### EXERCISE GOAL
Restate each entry word for word, leaving nothing out.

━━━━━━━━━━━━━━━━━━━━━━━━━━━━━━

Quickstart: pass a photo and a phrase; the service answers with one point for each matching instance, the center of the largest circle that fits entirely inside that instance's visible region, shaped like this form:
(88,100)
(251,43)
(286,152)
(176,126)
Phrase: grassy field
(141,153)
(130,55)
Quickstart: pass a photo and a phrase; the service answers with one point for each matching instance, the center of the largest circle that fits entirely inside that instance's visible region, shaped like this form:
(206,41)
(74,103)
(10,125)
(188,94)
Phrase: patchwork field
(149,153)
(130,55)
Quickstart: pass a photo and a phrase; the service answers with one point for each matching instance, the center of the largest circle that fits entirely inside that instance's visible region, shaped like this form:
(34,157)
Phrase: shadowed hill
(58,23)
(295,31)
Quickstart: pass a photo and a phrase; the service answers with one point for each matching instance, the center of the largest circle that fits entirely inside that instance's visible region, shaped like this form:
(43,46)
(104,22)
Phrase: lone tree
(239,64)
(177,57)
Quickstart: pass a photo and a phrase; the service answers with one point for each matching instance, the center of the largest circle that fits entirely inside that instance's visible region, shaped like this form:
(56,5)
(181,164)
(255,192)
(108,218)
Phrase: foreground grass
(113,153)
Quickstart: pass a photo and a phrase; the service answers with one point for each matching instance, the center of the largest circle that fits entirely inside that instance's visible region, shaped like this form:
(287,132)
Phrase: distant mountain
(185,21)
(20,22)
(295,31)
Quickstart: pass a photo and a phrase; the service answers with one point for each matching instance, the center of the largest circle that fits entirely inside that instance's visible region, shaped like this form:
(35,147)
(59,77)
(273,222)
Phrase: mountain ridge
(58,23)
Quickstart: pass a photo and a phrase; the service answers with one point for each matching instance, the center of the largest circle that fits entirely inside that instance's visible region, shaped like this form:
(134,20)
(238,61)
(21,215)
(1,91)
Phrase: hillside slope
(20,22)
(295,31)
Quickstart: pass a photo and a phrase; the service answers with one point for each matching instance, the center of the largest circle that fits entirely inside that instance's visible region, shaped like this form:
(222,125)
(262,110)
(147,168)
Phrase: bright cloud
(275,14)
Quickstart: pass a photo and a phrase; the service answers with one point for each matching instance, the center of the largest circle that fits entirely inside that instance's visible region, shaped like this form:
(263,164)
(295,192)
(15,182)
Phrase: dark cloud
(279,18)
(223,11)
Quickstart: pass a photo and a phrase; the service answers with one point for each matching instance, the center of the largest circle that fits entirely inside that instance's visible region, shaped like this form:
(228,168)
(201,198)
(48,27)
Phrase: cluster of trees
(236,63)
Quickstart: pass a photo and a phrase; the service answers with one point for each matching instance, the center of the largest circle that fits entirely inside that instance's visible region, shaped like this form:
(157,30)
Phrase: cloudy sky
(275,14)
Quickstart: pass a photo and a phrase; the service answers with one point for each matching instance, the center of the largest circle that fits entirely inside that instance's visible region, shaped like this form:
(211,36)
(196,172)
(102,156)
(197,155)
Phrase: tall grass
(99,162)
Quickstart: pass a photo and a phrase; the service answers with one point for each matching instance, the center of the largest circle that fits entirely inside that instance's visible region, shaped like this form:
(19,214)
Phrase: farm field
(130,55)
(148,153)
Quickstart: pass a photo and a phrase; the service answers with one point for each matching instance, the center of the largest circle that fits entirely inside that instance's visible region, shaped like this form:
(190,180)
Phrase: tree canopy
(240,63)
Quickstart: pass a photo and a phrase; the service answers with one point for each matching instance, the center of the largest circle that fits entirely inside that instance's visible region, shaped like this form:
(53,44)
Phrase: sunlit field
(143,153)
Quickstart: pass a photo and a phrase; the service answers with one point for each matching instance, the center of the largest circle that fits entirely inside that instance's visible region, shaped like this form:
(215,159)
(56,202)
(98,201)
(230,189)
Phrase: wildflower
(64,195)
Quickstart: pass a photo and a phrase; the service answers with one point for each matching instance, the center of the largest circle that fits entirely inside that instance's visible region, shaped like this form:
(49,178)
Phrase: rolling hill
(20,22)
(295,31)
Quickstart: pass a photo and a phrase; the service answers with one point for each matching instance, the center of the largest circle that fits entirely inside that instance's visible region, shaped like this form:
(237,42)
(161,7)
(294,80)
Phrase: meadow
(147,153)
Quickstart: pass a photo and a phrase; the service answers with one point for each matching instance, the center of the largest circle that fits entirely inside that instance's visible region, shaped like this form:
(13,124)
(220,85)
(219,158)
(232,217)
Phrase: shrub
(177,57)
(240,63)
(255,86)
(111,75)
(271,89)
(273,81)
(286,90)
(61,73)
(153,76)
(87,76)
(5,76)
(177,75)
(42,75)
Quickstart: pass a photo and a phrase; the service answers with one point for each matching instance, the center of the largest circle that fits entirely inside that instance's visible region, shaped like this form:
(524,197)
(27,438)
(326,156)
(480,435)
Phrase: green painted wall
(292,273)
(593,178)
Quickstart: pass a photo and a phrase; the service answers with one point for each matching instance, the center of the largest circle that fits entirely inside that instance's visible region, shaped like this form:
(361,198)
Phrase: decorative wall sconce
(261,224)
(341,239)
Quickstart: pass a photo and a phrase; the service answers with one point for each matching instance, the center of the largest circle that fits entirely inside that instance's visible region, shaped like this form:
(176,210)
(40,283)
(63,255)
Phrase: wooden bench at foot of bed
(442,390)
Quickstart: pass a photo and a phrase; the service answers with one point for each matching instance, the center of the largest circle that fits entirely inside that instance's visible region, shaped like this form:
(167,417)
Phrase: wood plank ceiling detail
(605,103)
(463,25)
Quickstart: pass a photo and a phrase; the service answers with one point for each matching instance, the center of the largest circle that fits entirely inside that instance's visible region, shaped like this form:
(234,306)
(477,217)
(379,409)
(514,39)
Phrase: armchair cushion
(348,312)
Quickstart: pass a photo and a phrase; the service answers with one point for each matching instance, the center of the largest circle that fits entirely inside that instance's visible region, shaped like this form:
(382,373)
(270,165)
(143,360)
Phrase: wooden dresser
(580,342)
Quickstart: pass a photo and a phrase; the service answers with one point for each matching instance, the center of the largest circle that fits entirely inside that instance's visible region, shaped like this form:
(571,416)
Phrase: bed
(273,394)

━━━━━━━━━━━━━━━━━━━━━━━━━━━━━━

### EXERCISE RESPONSE
Quickstart: pass a photo and a phrase; the service answers with one point for each matching instance, the center of the largest circle that fits entirely inside that instance's visible region, shaped like this form:
(88,100)
(251,43)
(286,152)
(176,126)
Phrase: grassy field
(141,153)
(130,55)
Quickstart: pass a photo and a phrase; the service answers with one point for each matching instance, the center of the largest circle that fits entirely inside that instance's visible region, shaped like this form:
(206,41)
(74,103)
(10,125)
(188,94)
Phrase: patchwork field
(149,153)
(130,55)
Quickstart: pass a photo and a phrase; the service answers with one point for each matching instance, the center of the largest circle that fits entirely inside that instance's visible region, shaped like this form:
(34,157)
Phrase: shadowed hill
(58,23)
(295,31)
Quickstart: pass a photo and a phrase; the service answers with one point for each matching instance, the center of the largest circle that fits entirely inside that instance's visible region, shaped like this form:
(43,46)
(104,22)
Phrase: lone tree
(239,64)
(177,57)
Quickstart: pass a photo and a phrase; the service answers with one point for each matching instance, the center of the largest circle that fits entirely inside that instance's visible region, shaped like this form:
(56,5)
(181,164)
(255,192)
(108,218)
Phrase: foreground grass
(113,153)
Quickstart: pass a photo and a phrase; the service answers with one point for each matching instance, the center of the largest circle that fits entirely inside that instance's visible region, shaped like this form:
(287,132)
Phrase: distant mountain
(185,21)
(20,22)
(295,31)
Quickstart: pass a photo and a phrase; the service answers with one point for each matching instance, the center of the largest circle that fits entirely inside that instance's visible region, shaped like this form:
(35,147)
(59,77)
(273,222)
Phrase: mountain ridge
(58,23)
Quickstart: pass a photo and a phrase; the service answers with one point for each matching instance, the center of the largest circle that fits entirely inside that instance's visible region, shaped like this form:
(134,20)
(238,61)
(21,215)
(1,91)
Phrase: hillside slope
(20,22)
(295,31)
Quickstart: pass a photo and a phrase; the service answers with one point for each matching instance, the center of the largest circle that fits entirely inside that instance's visible region, shaped like this form:
(222,125)
(262,110)
(147,168)
Phrase: bright cloud
(275,14)
Quickstart: pass a photo and a phrase; the service answers with one point for each matching instance, the center of the largest circle that fits entirely inside that instance's visible region, shaped like this form:
(263,164)
(295,192)
(15,182)
Phrase: dark cloud
(279,18)
(223,11)
Quickstart: pass a photo and a phrase; the service answers with one point for each matching instance, the center of the largest circle that fits entirely inside that instance's visible region, shaped like this form:
(228,168)
(201,198)
(48,27)
Phrase: cluster of trees
(236,63)
Quickstart: pass a photo and a phrase; the service answers with one point for each matching instance, the center of the largest circle that fits entirely inside that instance's visible region, shaped like this form:
(157,30)
Phrase: cloudy sky
(275,14)
Quickstart: pass a photo and a phrase; the service answers with one point for each matching instance, the center of the largest circle that fits entirely inside that instance's visible region, shaped like this form:
(211,36)
(196,172)
(102,156)
(197,155)
Phrase: tall grass
(99,162)
Quickstart: pass a photo and a phrase; the service answers with one point for each matching instance, the center of the largest circle that fits entirely inside that instance's visible region, shaped like this form:
(19,214)
Phrase: farm field
(130,55)
(148,153)
Quickstart: pass a photo and a phrase; the service answers with one point for each matching instance, the center of the largest circle that fits entirely inside that instance's visible region, shaped like this form:
(190,180)
Phrase: tree canopy
(240,63)
Quickstart: pass a photo and a phrase; the service answers with one point for each matching instance, the center of the largest circle that fits entirely inside that instance's visible region, shaped like this form:
(53,44)
Phrase: sunlit field
(143,153)
Quickstart: pass a photo and a phrase; the service answers with one point for each matching instance, the center of the largest circle that fits entirely inside that instance's visible region, shaped like this form:
(215,159)
(56,202)
(98,201)
(230,189)
Phrase: wildflower
(64,195)
Quickstart: pass a photo and a phrase; the service answers with one point for each matching instance, the center of the largest circle that fits entirely inside that instance's visible region, shaped like this form:
(49,178)
Phrase: rolling hill
(20,22)
(295,31)
Quickstart: pass a photo and a phrase; the service answers with one point for each matching instance, the center of the largest circle that fits entirely inside that instance's visible region, shaped like this form:
(237,42)
(161,7)
(294,80)
Phrase: meadow
(147,153)
Quickstart: pass a photo and a phrase; the service answers with one point for each matching instance, the center of the largest circle that fits entirely inside that instance's visible region, shaped like this form:
(13,124)
(220,85)
(219,158)
(232,217)
Phrase: shrub
(177,57)
(240,63)
(255,86)
(111,75)
(271,89)
(273,81)
(286,90)
(61,73)
(153,76)
(87,76)
(5,76)
(177,75)
(42,75)
Quickstart: pass a photo and a phrase; the service answers with one point for each matching instance, the center of the largest circle that fits entirely inside that instance's visible region, shaped like this form:
(524,197)
(27,438)
(326,156)
(480,435)
Phrase: green painted wall
(292,273)
(593,178)
Quickstart: pass a photo and a phrase; the service answers with one point for each matching instance, the center of the largest circle that fits entirely inside that instance's visible region, shaped like this form:
(361,198)
Phrase: decorative wall sconce
(261,224)
(341,239)
Quickstart: pass a photo and a phrase; the service answers with one point for each matching instance, the center of the largest circle that fits entirely inside that instance's visible region, shaped like this form:
(176,210)
(40,283)
(63,255)
Phrase: wooden bench at foot of bed
(442,390)
Quickstart: pass a photo and a phrase; the service answers with one point for each matching instance, the center of the largest circle that fits entirely inside that instance's visible region, shaped like this form:
(167,417)
Phrase: wood plank ceiling detail
(605,103)
(463,25)
Quickstart: pass a photo and a phrase; the service answers with one point for each matching instance, the center of the largest circle that fits entirely inside that instance's visible region, shaped like this form:
(234,306)
(477,217)
(379,409)
(514,39)
Phrase: armchair cushion
(348,312)
Quickstart: pass a photo and a phrase; the service answers with one point for each matching instance, the center of the largest circle that fits entirely inside that instance's visible region, shaped like this form:
(382,373)
(270,165)
(143,360)
Phrase: wooden dresser
(580,342)
Quickstart: pass a photo and a phrase; the service answers with one point for each matching instance, the center of the largest circle that fits entirely inside that instance's visible region, shaped like this form:
(571,416)
Phrase: bed
(273,394)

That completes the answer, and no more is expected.